*Supplied material*:

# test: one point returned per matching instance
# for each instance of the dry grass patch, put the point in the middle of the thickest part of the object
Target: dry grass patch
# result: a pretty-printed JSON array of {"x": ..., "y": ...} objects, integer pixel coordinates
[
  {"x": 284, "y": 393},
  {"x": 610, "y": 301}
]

*Problem requirements*: Gather each line in the entries above where the string "instance" is found.

*Written answer*:
# test: one point returned per matching instance
# for each instance of the dry grass patch, put the point in the middle of the thickest part of the object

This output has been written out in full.